• _Task requirements_: Please pull out every line of the data below that contains the word "side" and copy each one in full.

• _Records_:

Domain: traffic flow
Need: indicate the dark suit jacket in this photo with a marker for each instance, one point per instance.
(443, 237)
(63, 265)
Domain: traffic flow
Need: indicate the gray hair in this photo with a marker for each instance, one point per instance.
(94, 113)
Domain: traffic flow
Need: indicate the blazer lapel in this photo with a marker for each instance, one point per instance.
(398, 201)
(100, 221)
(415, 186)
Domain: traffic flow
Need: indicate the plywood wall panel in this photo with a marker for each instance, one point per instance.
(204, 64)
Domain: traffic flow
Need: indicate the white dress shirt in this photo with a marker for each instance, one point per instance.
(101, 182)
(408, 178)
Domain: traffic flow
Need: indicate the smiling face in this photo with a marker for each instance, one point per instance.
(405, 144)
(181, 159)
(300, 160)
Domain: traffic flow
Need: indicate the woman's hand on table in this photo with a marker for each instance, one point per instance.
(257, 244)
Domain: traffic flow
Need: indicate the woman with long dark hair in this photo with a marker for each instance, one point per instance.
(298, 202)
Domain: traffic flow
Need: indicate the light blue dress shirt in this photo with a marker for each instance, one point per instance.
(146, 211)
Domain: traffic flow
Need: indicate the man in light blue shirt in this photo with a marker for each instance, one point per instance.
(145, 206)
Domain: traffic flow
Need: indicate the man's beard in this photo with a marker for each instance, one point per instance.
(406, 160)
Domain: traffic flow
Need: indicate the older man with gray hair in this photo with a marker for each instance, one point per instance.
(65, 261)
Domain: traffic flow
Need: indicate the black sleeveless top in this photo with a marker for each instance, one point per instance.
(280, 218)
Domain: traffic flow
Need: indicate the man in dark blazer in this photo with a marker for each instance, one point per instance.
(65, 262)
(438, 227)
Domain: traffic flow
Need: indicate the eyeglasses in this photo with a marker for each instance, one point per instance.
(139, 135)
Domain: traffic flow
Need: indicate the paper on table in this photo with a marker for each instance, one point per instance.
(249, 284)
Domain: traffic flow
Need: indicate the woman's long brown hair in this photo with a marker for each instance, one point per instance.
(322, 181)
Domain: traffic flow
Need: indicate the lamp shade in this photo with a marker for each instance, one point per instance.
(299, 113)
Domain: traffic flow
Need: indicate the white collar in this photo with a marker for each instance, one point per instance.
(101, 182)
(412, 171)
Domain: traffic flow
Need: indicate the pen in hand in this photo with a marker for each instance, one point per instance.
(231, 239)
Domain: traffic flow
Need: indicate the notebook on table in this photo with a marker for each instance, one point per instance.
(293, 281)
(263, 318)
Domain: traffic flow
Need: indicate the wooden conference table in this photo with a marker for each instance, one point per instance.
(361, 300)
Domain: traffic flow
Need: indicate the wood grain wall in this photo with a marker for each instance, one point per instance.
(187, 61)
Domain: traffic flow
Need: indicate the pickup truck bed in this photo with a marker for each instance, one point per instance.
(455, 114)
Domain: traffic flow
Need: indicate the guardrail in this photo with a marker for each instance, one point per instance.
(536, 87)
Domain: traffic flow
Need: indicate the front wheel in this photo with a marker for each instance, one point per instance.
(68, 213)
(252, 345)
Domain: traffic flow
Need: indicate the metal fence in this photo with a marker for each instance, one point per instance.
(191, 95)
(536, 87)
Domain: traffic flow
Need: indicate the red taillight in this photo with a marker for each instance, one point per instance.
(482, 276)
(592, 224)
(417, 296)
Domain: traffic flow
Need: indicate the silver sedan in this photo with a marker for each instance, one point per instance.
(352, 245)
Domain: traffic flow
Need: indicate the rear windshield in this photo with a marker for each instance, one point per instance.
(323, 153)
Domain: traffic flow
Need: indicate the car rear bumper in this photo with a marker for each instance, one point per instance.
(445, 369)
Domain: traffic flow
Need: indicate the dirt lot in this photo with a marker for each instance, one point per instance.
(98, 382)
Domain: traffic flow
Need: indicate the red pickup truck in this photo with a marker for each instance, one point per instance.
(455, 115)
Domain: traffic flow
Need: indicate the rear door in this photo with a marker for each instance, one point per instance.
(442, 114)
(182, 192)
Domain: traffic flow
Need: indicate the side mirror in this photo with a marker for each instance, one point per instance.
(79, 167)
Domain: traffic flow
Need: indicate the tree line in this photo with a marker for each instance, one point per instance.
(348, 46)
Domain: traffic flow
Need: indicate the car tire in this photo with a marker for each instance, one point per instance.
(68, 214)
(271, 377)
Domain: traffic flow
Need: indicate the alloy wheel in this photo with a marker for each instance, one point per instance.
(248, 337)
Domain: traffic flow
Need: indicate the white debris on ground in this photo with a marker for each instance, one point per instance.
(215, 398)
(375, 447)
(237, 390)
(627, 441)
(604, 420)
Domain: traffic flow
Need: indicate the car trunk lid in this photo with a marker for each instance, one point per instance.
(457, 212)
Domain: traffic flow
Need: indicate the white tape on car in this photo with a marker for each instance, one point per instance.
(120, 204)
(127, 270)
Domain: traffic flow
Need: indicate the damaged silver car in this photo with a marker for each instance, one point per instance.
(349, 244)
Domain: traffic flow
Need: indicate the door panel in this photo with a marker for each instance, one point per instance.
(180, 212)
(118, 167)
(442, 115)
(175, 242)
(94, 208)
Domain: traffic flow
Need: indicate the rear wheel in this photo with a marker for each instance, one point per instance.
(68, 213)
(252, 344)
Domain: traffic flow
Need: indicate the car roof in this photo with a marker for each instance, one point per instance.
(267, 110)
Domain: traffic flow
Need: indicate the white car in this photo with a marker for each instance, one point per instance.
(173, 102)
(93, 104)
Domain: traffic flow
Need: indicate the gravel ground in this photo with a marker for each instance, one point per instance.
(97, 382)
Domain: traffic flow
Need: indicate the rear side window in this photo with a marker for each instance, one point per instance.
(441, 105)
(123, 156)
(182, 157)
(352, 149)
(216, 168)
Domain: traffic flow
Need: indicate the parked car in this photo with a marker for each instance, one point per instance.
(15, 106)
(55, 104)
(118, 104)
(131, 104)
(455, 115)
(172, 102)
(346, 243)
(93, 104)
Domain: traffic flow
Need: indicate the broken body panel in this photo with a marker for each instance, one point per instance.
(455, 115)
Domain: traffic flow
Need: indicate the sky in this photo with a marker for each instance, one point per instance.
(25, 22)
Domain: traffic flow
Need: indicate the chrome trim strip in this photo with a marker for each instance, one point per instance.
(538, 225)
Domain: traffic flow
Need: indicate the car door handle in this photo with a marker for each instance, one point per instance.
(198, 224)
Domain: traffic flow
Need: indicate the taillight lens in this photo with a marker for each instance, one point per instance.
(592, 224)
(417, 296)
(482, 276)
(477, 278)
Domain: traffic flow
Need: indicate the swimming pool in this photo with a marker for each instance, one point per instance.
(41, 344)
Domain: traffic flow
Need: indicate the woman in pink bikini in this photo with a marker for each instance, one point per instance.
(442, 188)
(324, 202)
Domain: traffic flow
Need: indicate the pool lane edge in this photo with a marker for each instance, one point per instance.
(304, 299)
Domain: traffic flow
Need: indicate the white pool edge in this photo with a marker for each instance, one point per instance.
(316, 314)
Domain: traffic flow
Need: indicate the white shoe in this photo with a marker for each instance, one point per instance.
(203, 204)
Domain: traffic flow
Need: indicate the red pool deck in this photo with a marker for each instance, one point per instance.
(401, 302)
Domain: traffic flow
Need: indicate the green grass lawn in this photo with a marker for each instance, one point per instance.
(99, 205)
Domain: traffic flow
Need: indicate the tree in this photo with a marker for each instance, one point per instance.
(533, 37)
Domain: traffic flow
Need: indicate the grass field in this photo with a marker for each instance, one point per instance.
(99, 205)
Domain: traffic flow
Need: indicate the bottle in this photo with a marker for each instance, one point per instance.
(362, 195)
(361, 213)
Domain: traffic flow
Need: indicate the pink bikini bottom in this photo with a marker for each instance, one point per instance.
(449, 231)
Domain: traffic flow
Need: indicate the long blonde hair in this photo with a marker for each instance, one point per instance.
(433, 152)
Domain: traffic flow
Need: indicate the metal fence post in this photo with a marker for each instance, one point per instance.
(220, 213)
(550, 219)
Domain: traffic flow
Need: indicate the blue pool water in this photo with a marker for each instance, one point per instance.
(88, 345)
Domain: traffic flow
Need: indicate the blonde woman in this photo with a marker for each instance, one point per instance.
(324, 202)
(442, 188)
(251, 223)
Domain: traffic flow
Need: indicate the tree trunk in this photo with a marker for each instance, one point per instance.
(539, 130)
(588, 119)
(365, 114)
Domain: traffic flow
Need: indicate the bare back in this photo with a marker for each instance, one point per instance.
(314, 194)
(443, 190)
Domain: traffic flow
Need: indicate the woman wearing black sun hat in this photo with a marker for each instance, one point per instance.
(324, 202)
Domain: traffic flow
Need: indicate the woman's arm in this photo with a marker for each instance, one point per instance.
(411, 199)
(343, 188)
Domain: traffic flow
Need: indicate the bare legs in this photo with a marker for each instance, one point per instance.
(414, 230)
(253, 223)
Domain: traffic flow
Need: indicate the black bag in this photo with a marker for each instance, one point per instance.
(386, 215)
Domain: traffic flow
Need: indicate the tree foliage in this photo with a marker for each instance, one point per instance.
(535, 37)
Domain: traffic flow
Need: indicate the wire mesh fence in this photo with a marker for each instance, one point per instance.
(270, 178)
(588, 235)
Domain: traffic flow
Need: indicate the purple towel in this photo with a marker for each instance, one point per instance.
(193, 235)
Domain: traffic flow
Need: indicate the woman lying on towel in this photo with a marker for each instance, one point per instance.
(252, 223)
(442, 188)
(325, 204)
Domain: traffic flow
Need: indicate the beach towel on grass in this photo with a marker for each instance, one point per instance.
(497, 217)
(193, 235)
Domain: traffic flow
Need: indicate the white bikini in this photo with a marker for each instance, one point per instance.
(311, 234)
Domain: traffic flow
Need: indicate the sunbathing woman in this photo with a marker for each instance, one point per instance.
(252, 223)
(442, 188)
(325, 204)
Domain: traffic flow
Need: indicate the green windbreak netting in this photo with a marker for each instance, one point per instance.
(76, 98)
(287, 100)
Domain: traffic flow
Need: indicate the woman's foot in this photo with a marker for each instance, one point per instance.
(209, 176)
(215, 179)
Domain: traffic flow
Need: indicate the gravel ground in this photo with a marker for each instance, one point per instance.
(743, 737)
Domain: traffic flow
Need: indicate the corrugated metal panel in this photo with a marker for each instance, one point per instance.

• _Finished answer_:
Need: indicate the side mirror in this photo with a marker for each instance, one point per instance.
Need: indicate the rear side window in this photo with a marker for each instance, one point per instance.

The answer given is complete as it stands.